## Task details
Duplicate the lines of the material below, starting with the line that contains "target = rosette of leaves" and going on through the line that contains "column 480, row 505", both included.

## Input rows

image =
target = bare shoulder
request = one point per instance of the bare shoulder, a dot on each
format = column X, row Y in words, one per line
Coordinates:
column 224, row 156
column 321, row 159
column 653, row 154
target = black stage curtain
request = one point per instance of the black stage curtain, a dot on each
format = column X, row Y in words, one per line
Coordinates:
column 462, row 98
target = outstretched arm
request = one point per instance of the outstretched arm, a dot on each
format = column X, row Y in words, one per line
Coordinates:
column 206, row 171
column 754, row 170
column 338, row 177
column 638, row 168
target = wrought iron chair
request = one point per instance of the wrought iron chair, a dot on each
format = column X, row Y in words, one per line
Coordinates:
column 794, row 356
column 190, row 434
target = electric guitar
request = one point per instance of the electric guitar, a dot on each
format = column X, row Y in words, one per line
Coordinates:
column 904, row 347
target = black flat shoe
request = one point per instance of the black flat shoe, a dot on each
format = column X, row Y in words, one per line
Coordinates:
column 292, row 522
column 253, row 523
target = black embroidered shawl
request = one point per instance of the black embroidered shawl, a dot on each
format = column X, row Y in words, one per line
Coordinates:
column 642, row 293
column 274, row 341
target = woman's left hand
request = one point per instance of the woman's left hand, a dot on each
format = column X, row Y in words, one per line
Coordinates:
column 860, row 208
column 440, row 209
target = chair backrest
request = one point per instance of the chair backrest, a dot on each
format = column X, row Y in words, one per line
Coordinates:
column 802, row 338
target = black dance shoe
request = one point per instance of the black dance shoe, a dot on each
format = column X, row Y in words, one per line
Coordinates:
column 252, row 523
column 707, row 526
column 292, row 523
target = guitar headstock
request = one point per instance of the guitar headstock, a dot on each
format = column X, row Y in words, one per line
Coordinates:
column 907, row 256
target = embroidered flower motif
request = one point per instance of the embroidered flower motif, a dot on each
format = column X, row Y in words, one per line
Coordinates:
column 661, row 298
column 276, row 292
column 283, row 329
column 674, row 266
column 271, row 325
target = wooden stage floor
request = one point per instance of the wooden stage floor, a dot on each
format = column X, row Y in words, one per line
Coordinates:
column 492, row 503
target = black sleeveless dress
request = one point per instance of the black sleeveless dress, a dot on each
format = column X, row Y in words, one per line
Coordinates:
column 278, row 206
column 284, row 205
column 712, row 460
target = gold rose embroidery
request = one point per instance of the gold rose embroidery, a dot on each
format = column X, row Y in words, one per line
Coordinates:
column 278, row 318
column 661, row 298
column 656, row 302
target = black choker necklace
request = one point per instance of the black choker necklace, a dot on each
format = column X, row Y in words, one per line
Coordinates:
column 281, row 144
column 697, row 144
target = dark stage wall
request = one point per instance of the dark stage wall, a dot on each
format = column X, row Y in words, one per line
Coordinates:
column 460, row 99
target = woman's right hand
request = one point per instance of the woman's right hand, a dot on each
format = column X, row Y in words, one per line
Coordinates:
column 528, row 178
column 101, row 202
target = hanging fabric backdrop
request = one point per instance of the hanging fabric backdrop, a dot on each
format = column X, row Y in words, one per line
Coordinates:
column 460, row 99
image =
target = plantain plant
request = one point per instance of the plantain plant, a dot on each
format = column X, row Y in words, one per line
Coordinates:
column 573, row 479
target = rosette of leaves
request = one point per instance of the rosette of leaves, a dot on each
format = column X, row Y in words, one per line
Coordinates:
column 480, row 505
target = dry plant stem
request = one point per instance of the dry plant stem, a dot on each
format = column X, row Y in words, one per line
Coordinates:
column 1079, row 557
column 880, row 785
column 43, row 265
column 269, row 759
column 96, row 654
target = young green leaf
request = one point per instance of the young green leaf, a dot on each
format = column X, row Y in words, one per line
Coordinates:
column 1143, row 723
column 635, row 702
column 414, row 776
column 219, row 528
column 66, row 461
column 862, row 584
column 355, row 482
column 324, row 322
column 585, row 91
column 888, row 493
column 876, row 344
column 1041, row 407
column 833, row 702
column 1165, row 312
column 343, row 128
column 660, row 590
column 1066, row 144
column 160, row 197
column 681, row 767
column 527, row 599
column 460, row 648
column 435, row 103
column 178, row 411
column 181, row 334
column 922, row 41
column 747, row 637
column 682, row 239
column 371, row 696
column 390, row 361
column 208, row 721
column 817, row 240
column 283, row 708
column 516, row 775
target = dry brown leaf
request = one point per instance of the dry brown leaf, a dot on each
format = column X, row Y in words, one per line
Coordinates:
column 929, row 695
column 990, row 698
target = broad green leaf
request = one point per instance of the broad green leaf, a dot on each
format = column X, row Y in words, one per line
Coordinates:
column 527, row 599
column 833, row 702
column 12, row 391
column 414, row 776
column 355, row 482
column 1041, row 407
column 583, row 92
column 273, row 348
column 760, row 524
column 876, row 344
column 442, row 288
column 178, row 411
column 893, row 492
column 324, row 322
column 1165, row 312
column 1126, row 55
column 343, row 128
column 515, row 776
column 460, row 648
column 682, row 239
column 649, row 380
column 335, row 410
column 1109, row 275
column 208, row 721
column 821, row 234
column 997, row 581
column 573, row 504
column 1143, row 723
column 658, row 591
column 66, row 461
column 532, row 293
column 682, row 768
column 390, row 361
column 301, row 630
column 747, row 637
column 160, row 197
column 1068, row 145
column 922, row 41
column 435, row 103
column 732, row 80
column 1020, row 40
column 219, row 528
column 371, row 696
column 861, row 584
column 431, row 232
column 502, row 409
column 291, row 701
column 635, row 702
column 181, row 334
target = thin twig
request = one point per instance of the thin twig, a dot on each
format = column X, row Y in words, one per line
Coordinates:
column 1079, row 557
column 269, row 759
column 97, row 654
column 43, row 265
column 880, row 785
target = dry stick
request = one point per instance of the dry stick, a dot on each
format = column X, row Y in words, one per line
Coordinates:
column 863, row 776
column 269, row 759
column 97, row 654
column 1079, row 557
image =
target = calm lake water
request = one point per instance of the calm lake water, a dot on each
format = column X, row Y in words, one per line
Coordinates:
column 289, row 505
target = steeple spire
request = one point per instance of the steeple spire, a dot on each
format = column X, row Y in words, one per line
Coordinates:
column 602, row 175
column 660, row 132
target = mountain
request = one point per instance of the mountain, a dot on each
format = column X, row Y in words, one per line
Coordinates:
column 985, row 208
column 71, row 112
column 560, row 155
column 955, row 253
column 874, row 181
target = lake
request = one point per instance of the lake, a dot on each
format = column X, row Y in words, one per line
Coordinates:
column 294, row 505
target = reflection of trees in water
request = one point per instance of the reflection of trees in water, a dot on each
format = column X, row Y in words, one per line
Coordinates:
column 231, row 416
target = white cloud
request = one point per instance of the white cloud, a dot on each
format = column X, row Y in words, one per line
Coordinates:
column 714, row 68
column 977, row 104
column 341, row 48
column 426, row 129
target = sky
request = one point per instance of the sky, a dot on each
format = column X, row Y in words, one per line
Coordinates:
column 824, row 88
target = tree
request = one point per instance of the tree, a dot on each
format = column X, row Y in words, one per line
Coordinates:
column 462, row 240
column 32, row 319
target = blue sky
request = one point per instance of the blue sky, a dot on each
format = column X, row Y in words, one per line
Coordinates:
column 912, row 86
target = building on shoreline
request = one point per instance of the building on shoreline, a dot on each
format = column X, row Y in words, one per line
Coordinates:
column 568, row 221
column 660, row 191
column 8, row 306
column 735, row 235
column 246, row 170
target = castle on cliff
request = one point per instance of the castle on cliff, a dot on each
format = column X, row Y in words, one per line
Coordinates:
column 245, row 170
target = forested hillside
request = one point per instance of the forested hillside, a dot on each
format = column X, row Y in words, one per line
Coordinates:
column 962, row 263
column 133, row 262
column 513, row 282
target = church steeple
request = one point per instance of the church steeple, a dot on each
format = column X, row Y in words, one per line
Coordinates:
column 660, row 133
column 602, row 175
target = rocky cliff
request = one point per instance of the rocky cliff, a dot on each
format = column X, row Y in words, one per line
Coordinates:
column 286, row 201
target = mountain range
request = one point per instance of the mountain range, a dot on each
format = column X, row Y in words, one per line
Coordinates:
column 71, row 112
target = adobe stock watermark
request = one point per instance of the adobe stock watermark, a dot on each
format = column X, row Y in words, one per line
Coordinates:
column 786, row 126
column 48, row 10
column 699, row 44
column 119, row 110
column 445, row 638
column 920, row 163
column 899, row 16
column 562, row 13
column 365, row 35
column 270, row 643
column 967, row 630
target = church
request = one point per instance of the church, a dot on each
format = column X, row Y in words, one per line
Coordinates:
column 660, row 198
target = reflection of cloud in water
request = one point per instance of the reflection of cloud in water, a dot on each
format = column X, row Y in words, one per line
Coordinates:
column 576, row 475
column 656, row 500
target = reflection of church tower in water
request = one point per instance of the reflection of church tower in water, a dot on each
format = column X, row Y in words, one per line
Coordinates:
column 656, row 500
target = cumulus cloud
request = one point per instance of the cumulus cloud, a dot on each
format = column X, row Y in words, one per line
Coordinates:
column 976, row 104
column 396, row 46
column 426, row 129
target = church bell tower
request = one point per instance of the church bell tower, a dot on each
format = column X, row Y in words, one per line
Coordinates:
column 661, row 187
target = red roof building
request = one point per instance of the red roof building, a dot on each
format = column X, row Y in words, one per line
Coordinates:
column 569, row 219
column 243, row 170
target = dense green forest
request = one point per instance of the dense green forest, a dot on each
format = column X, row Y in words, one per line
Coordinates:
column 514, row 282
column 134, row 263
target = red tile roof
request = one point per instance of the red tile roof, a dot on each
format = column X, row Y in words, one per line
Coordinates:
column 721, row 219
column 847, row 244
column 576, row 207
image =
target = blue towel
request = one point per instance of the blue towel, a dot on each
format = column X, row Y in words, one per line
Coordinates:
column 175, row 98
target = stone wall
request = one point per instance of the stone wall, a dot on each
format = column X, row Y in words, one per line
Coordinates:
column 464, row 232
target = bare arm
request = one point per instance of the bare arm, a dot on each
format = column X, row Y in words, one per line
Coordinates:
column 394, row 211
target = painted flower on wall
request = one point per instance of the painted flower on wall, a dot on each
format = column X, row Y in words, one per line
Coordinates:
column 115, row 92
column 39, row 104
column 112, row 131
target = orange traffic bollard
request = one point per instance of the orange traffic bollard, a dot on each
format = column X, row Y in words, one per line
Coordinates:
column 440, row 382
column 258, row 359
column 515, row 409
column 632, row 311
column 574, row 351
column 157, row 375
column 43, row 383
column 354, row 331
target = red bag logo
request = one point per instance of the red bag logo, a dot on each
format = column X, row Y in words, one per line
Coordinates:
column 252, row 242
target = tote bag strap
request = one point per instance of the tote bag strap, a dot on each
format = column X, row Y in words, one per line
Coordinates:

## Exercise output
target = rosette of leaves
request = one point per instance of the rosette of leaves, a dot on each
format = column X, row Y in words, one per line
Coordinates:
column 480, row 505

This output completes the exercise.